Please give every line of the entries below as a Markdown table with the columns Row and Line, numbering the rows and leaving out blank lines. Omit the pictures from your answer.

Collected data:
-*-

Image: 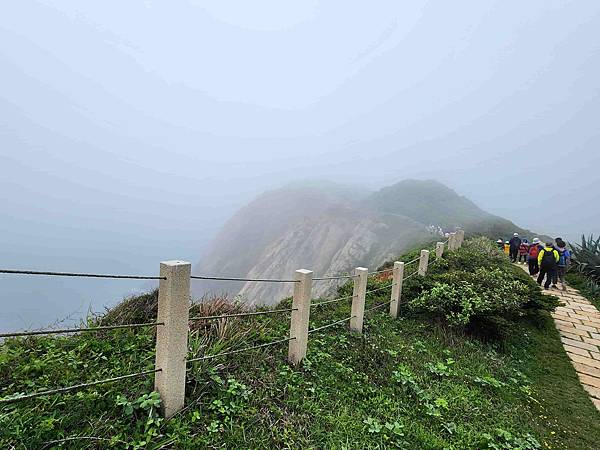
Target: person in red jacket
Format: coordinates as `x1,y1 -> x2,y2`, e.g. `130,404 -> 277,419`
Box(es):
527,238 -> 543,277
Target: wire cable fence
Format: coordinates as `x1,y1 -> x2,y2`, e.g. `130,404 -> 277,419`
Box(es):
310,295 -> 354,308
0,322 -> 164,338
313,274 -> 356,281
365,283 -> 398,295
190,275 -> 300,283
0,269 -> 167,280
364,300 -> 392,314
308,316 -> 356,334
186,337 -> 296,363
369,267 -> 394,275
0,369 -> 162,404
402,270 -> 419,281
188,308 -> 298,321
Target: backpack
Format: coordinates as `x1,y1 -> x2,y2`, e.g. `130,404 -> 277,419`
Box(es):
529,244 -> 540,258
541,248 -> 556,269
558,248 -> 570,267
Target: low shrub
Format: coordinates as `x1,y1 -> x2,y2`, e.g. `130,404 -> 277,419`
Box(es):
570,235 -> 600,285
410,268 -> 528,327
404,238 -> 558,336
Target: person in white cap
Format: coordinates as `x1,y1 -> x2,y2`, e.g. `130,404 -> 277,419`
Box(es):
508,233 -> 521,262
527,238 -> 543,277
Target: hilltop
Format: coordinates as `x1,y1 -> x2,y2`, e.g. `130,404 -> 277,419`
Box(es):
0,240 -> 600,450
193,180 -> 527,304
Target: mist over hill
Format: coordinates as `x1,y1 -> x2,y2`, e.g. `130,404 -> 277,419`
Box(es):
192,180 -> 527,304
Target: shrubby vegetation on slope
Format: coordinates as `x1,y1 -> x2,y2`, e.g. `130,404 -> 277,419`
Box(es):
408,237 -> 558,335
0,237 -> 600,449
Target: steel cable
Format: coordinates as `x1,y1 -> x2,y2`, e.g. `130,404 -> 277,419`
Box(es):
364,300 -> 392,314
190,275 -> 300,283
308,316 -> 356,334
313,275 -> 356,281
189,308 -> 298,320
403,270 -> 419,281
0,322 -> 164,338
187,337 -> 296,363
369,267 -> 394,275
365,283 -> 398,295
310,295 -> 354,308
0,269 -> 167,280
0,369 -> 162,403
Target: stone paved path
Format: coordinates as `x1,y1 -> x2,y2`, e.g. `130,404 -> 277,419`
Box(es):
521,266 -> 600,410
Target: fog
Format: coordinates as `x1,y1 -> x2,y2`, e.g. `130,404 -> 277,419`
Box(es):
0,0 -> 600,329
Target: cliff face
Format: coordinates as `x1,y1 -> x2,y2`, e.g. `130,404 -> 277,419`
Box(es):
192,180 -> 524,304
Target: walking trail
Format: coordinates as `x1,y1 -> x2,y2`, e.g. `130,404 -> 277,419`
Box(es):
520,266 -> 600,410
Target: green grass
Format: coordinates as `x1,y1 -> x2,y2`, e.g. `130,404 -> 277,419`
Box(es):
0,241 -> 600,449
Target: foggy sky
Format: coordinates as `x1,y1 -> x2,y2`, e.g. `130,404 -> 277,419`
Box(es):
0,0 -> 600,328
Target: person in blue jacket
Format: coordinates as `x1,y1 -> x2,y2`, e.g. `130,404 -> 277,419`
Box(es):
552,238 -> 571,291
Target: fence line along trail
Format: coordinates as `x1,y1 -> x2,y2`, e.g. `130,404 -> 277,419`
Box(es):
0,232 -> 464,418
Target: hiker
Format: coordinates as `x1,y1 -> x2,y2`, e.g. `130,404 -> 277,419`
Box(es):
519,239 -> 529,264
552,238 -> 571,291
527,238 -> 543,277
538,241 -> 560,290
509,233 -> 522,262
496,238 -> 504,252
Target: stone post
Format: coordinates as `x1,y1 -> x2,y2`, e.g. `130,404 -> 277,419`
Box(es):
288,269 -> 313,365
435,242 -> 444,258
154,261 -> 192,419
390,261 -> 404,319
448,233 -> 456,251
350,267 -> 369,333
419,250 -> 429,277
458,230 -> 465,248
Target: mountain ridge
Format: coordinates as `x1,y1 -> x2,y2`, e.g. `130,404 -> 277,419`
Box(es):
193,180 -> 527,304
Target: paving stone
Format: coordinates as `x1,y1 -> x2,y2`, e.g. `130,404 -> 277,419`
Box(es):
556,324 -> 592,337
574,323 -> 600,333
569,312 -> 592,324
571,361 -> 600,378
512,262 -> 600,411
560,337 -> 600,357
563,344 -> 592,358
577,373 -> 600,389
552,314 -> 583,325
584,333 -> 600,346
552,316 -> 575,328
567,353 -> 600,369
572,314 -> 600,327
560,330 -> 593,344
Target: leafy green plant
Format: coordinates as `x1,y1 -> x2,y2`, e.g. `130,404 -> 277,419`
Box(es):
482,428 -> 542,450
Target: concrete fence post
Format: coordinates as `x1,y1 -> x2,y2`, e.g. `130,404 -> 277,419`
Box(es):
419,250 -> 429,277
390,261 -> 404,319
350,267 -> 369,333
288,269 -> 313,365
435,242 -> 444,258
458,230 -> 465,248
448,233 -> 456,251
154,261 -> 192,418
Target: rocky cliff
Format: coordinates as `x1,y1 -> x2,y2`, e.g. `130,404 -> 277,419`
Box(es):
192,180 -> 528,304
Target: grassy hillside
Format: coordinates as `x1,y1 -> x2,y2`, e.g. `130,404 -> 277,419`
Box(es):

-*-

■ **EXERCISE SOLUTION**
| Row | Line |
|---|---|
| 1 | Image:  |
| 2 | Target: person in red jacket |
| 3 | Format: coordinates as `x1,y1 -> x2,y2`, e.g. `130,404 -> 277,419` |
| 4 | Box(es): |
| 5 | 527,238 -> 543,277 |
| 6 | Target: wire cable fence |
| 7 | Format: coordinates as `x1,y1 -> x2,y2`, e.g. `130,404 -> 277,419` |
| 8 | Box(es): |
| 9 | 310,295 -> 354,308 |
| 10 | 0,322 -> 164,338 |
| 11 | 313,274 -> 356,281 |
| 12 | 365,283 -> 398,295 |
| 13 | 190,275 -> 300,283 |
| 14 | 0,269 -> 167,280 |
| 15 | 364,300 -> 392,314 |
| 16 | 308,316 -> 356,334 |
| 17 | 186,337 -> 296,363 |
| 18 | 369,267 -> 394,275 |
| 19 | 0,369 -> 162,404 |
| 20 | 402,270 -> 419,281 |
| 21 | 188,308 -> 298,321 |
| 22 | Target: backpack |
| 23 | Format: coordinates as `x1,y1 -> x2,y2`, e.g. `130,404 -> 277,419` |
| 24 | Box(es): |
| 25 | 529,244 -> 540,258 |
| 26 | 541,248 -> 556,269 |
| 27 | 558,248 -> 570,267 |
| 28 | Target: low shrub |
| 29 | Format: coordinates as `x1,y1 -> x2,y2`, e.g. `130,404 -> 277,419` |
| 30 | Box(es): |
| 31 | 570,235 -> 600,285 |
| 32 | 410,268 -> 528,327 |
| 33 | 404,238 -> 558,336 |
| 34 | Target: person in white cap |
| 35 | Format: coordinates as `x1,y1 -> x2,y2`, e.g. `130,404 -> 277,419` |
| 36 | Box(es): |
| 37 | 508,233 -> 521,262 |
| 38 | 527,238 -> 543,277 |
| 39 | Target: hilltop |
| 40 | Format: coordinates as `x1,y1 -> x2,y2`, e.g. `130,404 -> 277,419` |
| 41 | Box(es): |
| 42 | 0,240 -> 600,450 |
| 43 | 193,180 -> 527,304 |
| 44 | Target: mist over hill |
| 45 | Format: coordinates as `x1,y1 -> x2,y2`, e.g. `130,404 -> 277,419` |
| 46 | Box(es): |
| 47 | 192,180 -> 527,304 |
| 48 | Target: shrubby vegetation on slope |
| 49 | Format: coordinates as `x1,y1 -> x2,y2`, e.g. `130,404 -> 277,419` |
| 50 | Box(es): |
| 51 | 408,237 -> 558,335 |
| 52 | 0,237 -> 600,449 |
| 53 | Target: steel cable |
| 54 | Format: coordinates as `x1,y1 -> x2,y2`, e.g. `130,404 -> 277,419` |
| 55 | Box(es): |
| 56 | 364,300 -> 392,314 |
| 57 | 190,275 -> 300,283 |
| 58 | 308,316 -> 356,334 |
| 59 | 313,275 -> 356,281 |
| 60 | 189,308 -> 298,320 |
| 61 | 403,270 -> 419,281 |
| 62 | 0,322 -> 164,338 |
| 63 | 187,337 -> 296,363 |
| 64 | 369,267 -> 394,275 |
| 65 | 365,283 -> 398,295 |
| 66 | 310,295 -> 354,308 |
| 67 | 0,269 -> 167,280 |
| 68 | 0,369 -> 162,403 |
| 69 | Target: stone paved path |
| 70 | Format: coordinates as `x1,y1 -> x2,y2`, e.g. `130,404 -> 277,419` |
| 71 | Box(es): |
| 72 | 521,266 -> 600,410 |
| 73 | Target: fog |
| 74 | Format: coordinates as `x1,y1 -> x2,y2`, e.g. `130,404 -> 277,419` |
| 75 | Box(es): |
| 76 | 0,0 -> 600,329 |
| 77 | Target: cliff face |
| 78 | Format: coordinates as `x1,y1 -> x2,y2`, e.g. `130,404 -> 277,419` |
| 79 | Box(es): |
| 80 | 192,180 -> 524,304 |
| 81 | Target: walking trail |
| 82 | Format: coordinates as `x1,y1 -> x2,y2`, e.g. `130,404 -> 277,419` |
| 83 | Box(es): |
| 84 | 520,266 -> 600,410 |
| 85 | Target: green grass |
| 86 | Format: coordinates as `x1,y1 -> x2,y2`, e.g. `130,404 -> 277,419` |
| 87 | Box(es): |
| 88 | 0,241 -> 600,449 |
| 89 | Target: foggy sky |
| 90 | Format: coordinates as `x1,y1 -> x2,y2`, e.g. `130,404 -> 277,419` |
| 91 | Box(es): |
| 92 | 0,0 -> 600,328 |
| 93 | Target: person in blue jacket |
| 94 | Format: coordinates as `x1,y1 -> x2,y2`, e.g. `130,404 -> 277,419` |
| 95 | Box(es): |
| 96 | 552,238 -> 571,291 |
| 97 | Target: fence line along trail |
| 98 | Format: coordinates as `x1,y1 -> x2,y2`, e.g. `130,404 -> 277,419` |
| 99 | Box(es): |
| 100 | 0,232 -> 464,418 |
| 101 | Target: hiker |
| 102 | Format: coordinates as `x1,y1 -> x2,y2`, e.g. `130,404 -> 277,419` |
| 103 | Box(es): |
| 104 | 519,239 -> 529,264 |
| 105 | 552,238 -> 571,291 |
| 106 | 527,238 -> 543,277 |
| 107 | 538,241 -> 560,290 |
| 108 | 509,233 -> 522,262 |
| 109 | 496,238 -> 504,252 |
| 110 | Target: stone post |
| 111 | Format: coordinates as `x1,y1 -> x2,y2`, e.g. `130,404 -> 277,419` |
| 112 | Box(es): |
| 113 | 288,269 -> 313,365 |
| 114 | 435,242 -> 444,258 |
| 115 | 154,261 -> 192,419 |
| 116 | 390,261 -> 404,319 |
| 117 | 448,233 -> 456,251 |
| 118 | 350,267 -> 369,333 |
| 119 | 419,250 -> 429,277 |
| 120 | 458,230 -> 465,248 |
| 121 | Target: mountain ridge |
| 122 | Format: coordinates as `x1,y1 -> x2,y2`, e.g. `130,404 -> 277,419` |
| 123 | Box(es): |
| 124 | 193,180 -> 527,304 |
| 125 | Target: paving stone |
| 126 | Format: coordinates as `x1,y1 -> x2,y2`, e.g. `130,404 -> 277,419` |
| 127 | Box(es): |
| 128 | 556,324 -> 592,337 |
| 129 | 574,323 -> 600,333 |
| 130 | 569,312 -> 592,324 |
| 131 | 571,361 -> 600,378 |
| 132 | 512,262 -> 600,411 |
| 133 | 560,337 -> 600,357 |
| 134 | 563,344 -> 592,358 |
| 135 | 577,373 -> 600,389 |
| 136 | 552,314 -> 583,325 |
| 137 | 584,333 -> 600,346 |
| 138 | 552,316 -> 575,328 |
| 139 | 567,353 -> 600,369 |
| 140 | 572,314 -> 600,327 |
| 141 | 560,330 -> 593,344 |
| 142 | Target: leafy green plant |
| 143 | Format: coordinates as `x1,y1 -> x2,y2`, e.g. `130,404 -> 277,419` |
| 144 | Box(es): |
| 145 | 482,428 -> 542,450 |
| 146 | Target: concrete fence post |
| 147 | Format: coordinates as `x1,y1 -> x2,y2`, e.g. `130,404 -> 277,419` |
| 148 | Box(es): |
| 149 | 419,250 -> 429,277 |
| 150 | 390,261 -> 404,319 |
| 151 | 350,267 -> 369,333 |
| 152 | 288,269 -> 313,365 |
| 153 | 435,242 -> 444,258 |
| 154 | 458,230 -> 465,248 |
| 155 | 448,233 -> 456,251 |
| 156 | 154,261 -> 192,418 |
| 157 | Target: rocky cliff |
| 158 | Format: coordinates as `x1,y1 -> x2,y2`, e.g. `130,404 -> 277,419` |
| 159 | Box(es): |
| 160 | 192,180 -> 528,304 |
| 161 | Target: grassy hillside |
| 162 | Format: coordinates as `x1,y1 -> x2,y2`, e.g. `130,404 -> 277,419` |
| 163 | Box(es): |